From Associated Press (October 6, 2011)

ST. LOUIS -- Express Scripts Inc. cut its annual profit forecast Thursday, saying fewer people are seeing doctors and filling prescriptions while the economy remains stagnant. The pharmacy benefits manager also said its planned purchase of Medco Health Solutions Inc. and a contract dispute with Walgreen are increasing its costs.

The company lowered its profit forecast to $2.95 to $3.05 per share from $3.15 to $3.25 per share. Express Scripts now anticipates handling fewer than the 750 million to 780 million adjusted claims initially expected this year. Medication use is down because many people are saving money by skipping doctors' visits or not filling prescriptions.

Express Scripts said it is making less money per prescription. That's because it has increased spending on some projects ahead of its planned acquisition of Medco, one of its biggest competitors. It is also spending more to support its clients as they shift their business from pharmacies operated by Walgreen Co., the largest drugstore chain in the country. The companies' contract runs out at year end and talks on a renewal have broken down. Without a new deal, people whose prescription drug plans are handled by Express Scripts won't be able to fill prescriptions at Walgreen pharmacies.

→ **Source information**
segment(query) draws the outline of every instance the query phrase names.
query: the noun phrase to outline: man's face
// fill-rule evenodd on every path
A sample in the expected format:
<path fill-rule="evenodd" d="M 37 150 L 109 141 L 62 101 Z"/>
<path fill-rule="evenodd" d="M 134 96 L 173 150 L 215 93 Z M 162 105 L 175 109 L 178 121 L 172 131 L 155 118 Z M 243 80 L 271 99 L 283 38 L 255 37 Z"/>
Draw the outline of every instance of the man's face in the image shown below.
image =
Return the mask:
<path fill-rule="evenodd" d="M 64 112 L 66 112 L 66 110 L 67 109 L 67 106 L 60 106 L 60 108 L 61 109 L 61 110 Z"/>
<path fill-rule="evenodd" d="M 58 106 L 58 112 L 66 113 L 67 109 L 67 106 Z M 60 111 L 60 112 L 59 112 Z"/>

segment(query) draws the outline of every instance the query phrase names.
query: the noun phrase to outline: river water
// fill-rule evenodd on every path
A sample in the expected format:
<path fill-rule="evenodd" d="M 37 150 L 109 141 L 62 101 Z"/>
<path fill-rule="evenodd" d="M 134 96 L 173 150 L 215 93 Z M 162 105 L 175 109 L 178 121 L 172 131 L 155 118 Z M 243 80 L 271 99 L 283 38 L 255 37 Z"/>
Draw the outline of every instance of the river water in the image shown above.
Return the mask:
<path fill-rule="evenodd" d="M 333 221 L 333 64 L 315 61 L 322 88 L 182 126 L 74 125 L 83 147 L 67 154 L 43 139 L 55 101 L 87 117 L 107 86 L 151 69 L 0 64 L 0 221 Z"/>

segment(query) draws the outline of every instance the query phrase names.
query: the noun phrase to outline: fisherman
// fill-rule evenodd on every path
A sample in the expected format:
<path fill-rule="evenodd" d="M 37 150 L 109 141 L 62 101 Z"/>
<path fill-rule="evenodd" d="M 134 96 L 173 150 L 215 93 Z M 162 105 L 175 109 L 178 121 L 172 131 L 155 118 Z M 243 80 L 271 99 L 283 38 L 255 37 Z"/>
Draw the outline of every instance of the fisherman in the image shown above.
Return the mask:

→ **Things to do**
1. In the article about Express Scripts, to what range did the company lower its profit forecast?
2. Reproduce the part of the Express Scripts article between "Express Scripts said" and "at Walgreen pharmacies.", inclusive.

→ **Expected responses**
1. $2.95 to $3.05 per share

2.
Express Scripts said it is making less money per prescription. That's because it has increased spending on some projects ahead of its planned acquisition of Medco, one of its biggest competitors. It is also spending more to support its clients as they shift their business from pharmacies operated by Walgreen Co., the largest drugstore chain in the country. The companies' contract runs out at year end and talks on a renewal have broken down. Without a new deal, people whose prescription drug plans are handled by Express Scripts won't be able to fill prescriptions at Walgreen pharmacies.